» Extrait du document
= = =

24 / C’est précisément l’intellection de cette médiation réelle effectuée par Hegel à Iéna, médiation octroyée par la découverte de cette « force matérielle productive » (qui manquait encore à la seule « puissance » de l’entendement) et le fait de s’élever ainsi à la détermination en première instance de la Praxis, qui libère à jamais l’entendement de l’hypnose où l’avait plongé l’« attente » de la kraftlose Schônheit.


25 / Dès lors les phases respectivement esthétiques et politiques du philosophe que l’entendement « unilatéral », dans son impuissance à fonder rationnellement le passage de l’une à l’autre, maintenait sous le statut de l’antinomie et de la contingence, se manifestent plutôt comme les moments d’un processus dialectique, dont la rupture d’Iéna, soit, les textes qui l’expriment, serait le moyen terme ; pour autant du moins, que la contingence soit exclue de ce salto mortale, ce qui ne se produit pas tant que l’on attribue la volte-face de Hegel à l’insidieuse entropie d’une « sclérose progressive », une déception devant « l’évolution de la conjoncture politique », voire à son « tempérament ».

= = =

(Entrées d'un jeu de données)
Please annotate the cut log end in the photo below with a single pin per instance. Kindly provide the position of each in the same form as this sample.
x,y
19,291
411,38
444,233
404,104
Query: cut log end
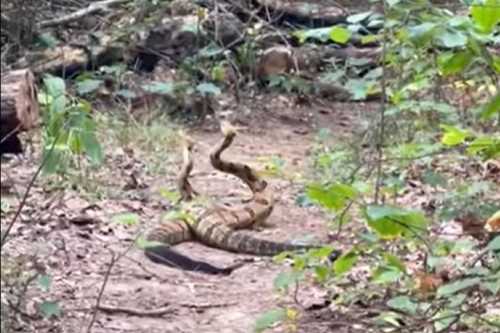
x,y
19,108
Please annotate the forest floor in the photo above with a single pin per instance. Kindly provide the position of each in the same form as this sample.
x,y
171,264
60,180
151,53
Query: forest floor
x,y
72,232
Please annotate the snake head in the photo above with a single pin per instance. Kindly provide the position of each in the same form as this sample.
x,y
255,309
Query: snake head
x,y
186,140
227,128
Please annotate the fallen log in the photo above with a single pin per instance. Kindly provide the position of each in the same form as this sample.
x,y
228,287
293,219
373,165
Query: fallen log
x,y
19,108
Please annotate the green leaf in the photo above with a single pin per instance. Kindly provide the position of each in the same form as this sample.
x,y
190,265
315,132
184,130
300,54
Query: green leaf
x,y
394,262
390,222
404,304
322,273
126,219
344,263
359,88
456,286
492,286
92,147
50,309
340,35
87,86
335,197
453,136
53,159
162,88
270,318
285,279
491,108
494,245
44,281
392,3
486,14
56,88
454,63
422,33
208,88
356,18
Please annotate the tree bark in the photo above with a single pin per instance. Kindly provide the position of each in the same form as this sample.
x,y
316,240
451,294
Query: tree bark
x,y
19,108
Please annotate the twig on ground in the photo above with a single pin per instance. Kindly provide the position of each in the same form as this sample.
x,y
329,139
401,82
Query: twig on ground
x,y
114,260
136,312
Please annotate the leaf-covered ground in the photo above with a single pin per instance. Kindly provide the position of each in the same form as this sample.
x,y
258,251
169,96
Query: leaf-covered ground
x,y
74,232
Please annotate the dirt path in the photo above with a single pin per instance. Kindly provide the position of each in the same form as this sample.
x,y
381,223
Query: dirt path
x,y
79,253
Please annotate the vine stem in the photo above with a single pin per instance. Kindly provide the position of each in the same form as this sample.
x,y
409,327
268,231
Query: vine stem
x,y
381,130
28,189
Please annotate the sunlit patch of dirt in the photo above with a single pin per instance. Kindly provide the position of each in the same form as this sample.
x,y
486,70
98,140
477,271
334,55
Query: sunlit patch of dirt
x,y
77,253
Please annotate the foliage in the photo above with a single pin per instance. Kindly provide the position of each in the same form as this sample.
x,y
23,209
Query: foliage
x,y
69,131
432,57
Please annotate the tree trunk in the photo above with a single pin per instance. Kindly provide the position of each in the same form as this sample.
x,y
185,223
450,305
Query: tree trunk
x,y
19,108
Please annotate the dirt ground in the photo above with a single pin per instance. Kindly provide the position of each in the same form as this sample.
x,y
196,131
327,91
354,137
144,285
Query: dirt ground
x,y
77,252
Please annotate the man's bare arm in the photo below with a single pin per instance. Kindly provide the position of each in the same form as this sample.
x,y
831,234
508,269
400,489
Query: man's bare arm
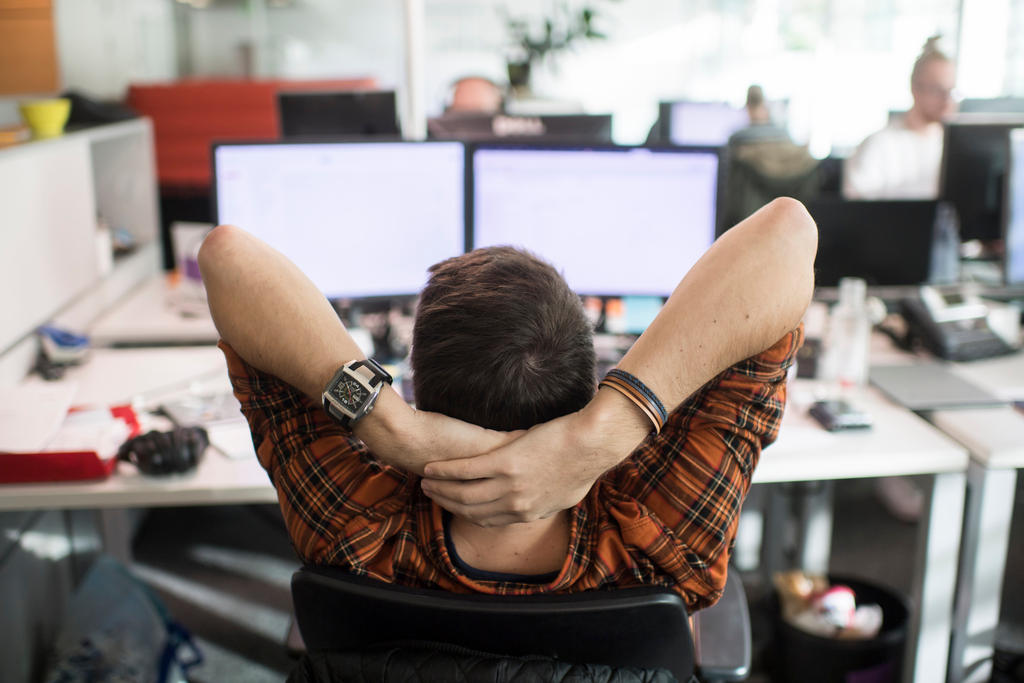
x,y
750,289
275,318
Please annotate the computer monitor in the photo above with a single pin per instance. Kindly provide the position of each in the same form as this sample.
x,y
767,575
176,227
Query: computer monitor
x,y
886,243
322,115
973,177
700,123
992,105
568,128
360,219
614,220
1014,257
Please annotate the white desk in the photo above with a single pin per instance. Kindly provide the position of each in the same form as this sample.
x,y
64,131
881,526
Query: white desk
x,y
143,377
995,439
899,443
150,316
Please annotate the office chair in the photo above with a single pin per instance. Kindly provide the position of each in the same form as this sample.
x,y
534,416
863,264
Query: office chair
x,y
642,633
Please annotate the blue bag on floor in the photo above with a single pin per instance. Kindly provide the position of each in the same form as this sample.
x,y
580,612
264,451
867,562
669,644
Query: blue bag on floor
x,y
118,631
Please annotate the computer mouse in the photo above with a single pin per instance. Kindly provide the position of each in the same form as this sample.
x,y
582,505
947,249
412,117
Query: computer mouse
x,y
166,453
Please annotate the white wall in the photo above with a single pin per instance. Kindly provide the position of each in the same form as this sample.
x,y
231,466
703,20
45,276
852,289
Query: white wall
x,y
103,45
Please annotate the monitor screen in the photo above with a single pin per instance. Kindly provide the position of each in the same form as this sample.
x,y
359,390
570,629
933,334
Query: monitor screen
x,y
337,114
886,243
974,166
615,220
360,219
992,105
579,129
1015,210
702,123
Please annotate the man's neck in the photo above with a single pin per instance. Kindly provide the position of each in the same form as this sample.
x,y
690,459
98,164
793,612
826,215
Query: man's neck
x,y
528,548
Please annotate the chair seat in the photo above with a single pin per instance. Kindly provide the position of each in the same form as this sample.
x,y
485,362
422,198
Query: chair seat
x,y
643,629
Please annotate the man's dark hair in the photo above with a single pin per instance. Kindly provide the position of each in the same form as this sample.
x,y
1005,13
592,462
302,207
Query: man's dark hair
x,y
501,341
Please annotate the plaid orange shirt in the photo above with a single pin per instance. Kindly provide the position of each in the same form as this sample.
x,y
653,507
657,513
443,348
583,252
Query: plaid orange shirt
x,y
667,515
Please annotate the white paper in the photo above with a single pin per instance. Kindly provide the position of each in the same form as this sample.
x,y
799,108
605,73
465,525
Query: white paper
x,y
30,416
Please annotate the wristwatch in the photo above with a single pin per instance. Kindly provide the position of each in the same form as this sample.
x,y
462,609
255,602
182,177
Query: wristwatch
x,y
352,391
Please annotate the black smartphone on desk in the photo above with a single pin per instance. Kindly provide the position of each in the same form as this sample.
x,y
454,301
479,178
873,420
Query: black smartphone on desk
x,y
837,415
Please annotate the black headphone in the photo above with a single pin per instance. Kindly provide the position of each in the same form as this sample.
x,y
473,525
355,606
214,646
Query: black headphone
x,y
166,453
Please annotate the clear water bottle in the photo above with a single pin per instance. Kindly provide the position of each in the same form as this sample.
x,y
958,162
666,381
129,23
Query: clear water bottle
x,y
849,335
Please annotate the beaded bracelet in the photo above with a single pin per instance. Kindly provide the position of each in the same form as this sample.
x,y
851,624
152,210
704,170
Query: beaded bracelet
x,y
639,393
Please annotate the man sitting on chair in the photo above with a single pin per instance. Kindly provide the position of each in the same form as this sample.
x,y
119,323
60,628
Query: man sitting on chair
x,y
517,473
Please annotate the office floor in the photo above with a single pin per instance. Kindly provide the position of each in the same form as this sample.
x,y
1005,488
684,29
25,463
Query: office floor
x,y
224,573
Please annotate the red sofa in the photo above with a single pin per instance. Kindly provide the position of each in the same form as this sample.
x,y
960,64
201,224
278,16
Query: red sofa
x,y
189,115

= = =

» Exercices
- A) Répondez à ces questions d'après l'extrait sur Hegel à Iéna.
(i) Qu'est-ce qui manquait encore à la seule « puissance » de l'entendement ?
(ii) Sous quel statut l'entendement « unilatéral » maintenait-il les phases esthétiques et politiques du philosophe ?
(iii) Qu'est-ce qui serait le moyen terme du processus dialectique ?
- B) Relevez chaque ligne des enregistrements qui contient le mot « wristwatch », en respectant la casse.
Les enregistrements n'ont aucun lien avec l'extrait sur Hegel à Iéna.

» Réponses par exercice
- A)
(i) La « force matérielle productive ».
(ii) Sous le statut de l'antinomie et de la contingence.
(iii) La rupture d'Iéna, soit les textes qui l'expriment.

- B)
Please annotate the wristwatch in the photo above with a single pin per instance. Kindly provide the position of each in the same form as this sample.
Query: wristwatch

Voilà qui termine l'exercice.